● **EXERCISE DATA**
----------------

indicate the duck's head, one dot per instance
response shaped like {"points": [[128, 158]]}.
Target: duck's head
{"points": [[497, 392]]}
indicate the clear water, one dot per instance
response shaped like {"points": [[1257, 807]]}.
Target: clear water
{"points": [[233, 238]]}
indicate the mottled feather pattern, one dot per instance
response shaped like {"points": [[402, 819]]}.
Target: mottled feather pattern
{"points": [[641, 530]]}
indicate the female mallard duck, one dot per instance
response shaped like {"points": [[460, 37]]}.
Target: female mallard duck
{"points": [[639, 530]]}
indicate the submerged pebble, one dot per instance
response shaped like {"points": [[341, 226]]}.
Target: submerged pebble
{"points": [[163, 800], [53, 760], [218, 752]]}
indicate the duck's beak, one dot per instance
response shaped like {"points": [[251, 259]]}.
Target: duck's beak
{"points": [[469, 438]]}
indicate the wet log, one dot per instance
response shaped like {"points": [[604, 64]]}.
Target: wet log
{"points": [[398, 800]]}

----------------

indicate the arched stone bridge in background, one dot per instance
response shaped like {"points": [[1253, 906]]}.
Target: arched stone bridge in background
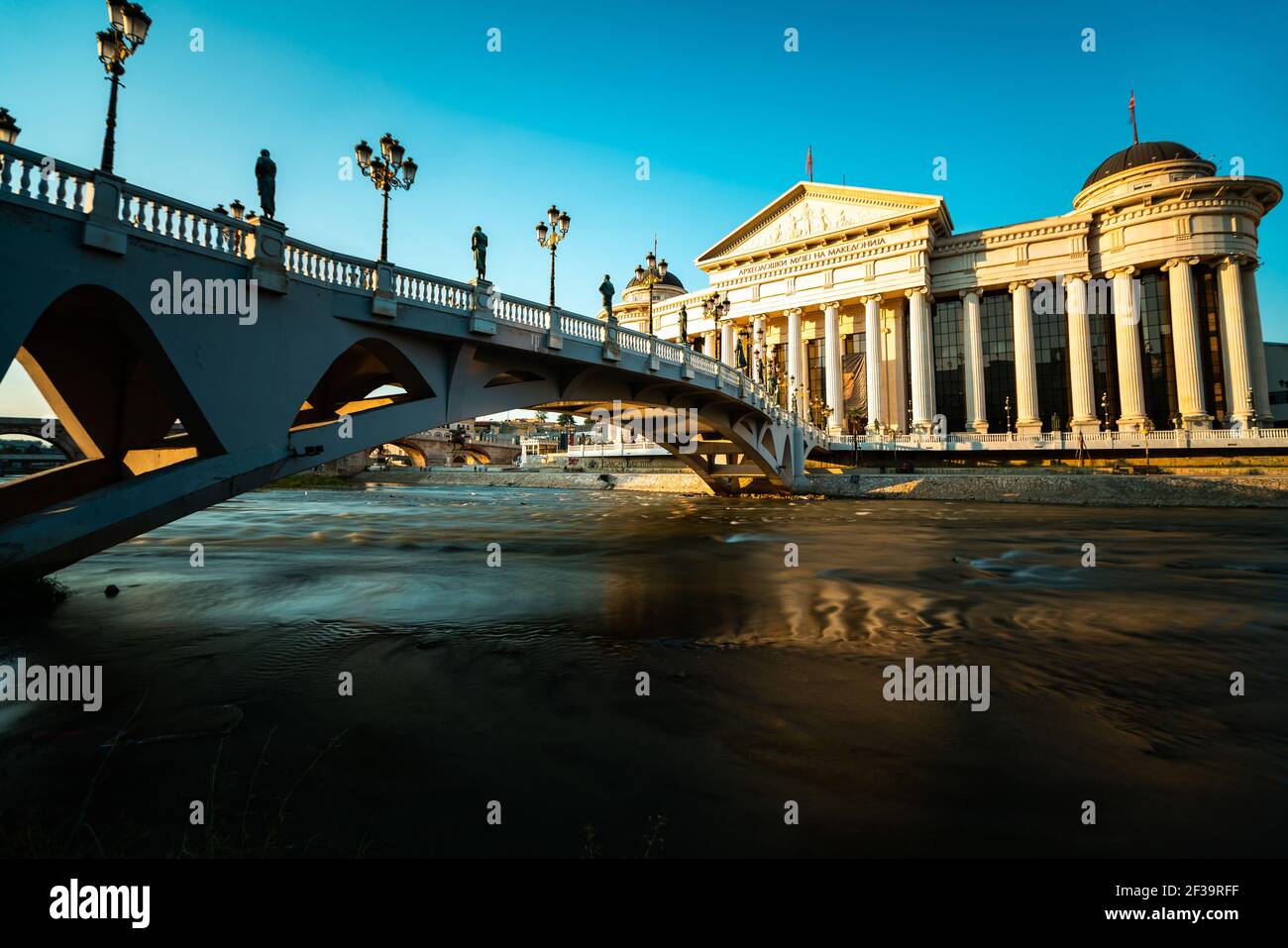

----------------

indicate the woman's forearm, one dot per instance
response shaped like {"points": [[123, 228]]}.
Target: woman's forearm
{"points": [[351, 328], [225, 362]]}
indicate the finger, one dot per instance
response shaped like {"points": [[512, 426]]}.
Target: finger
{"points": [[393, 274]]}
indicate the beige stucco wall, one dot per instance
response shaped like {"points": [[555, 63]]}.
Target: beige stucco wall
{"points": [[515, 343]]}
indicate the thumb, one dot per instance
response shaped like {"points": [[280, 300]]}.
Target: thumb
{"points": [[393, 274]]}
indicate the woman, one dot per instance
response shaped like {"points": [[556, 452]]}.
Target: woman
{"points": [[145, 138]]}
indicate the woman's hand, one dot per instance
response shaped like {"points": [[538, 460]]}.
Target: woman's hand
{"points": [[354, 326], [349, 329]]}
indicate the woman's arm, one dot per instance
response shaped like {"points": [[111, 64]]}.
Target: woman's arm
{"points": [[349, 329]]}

----------------

● **EXERCISE DETAILS**
The answer must be every line from the records above that contains "background".

● **PROBLEM SOLUTION**
indicate the arched stone bridge in background, one dot per instance
Target: arched stone bridge in background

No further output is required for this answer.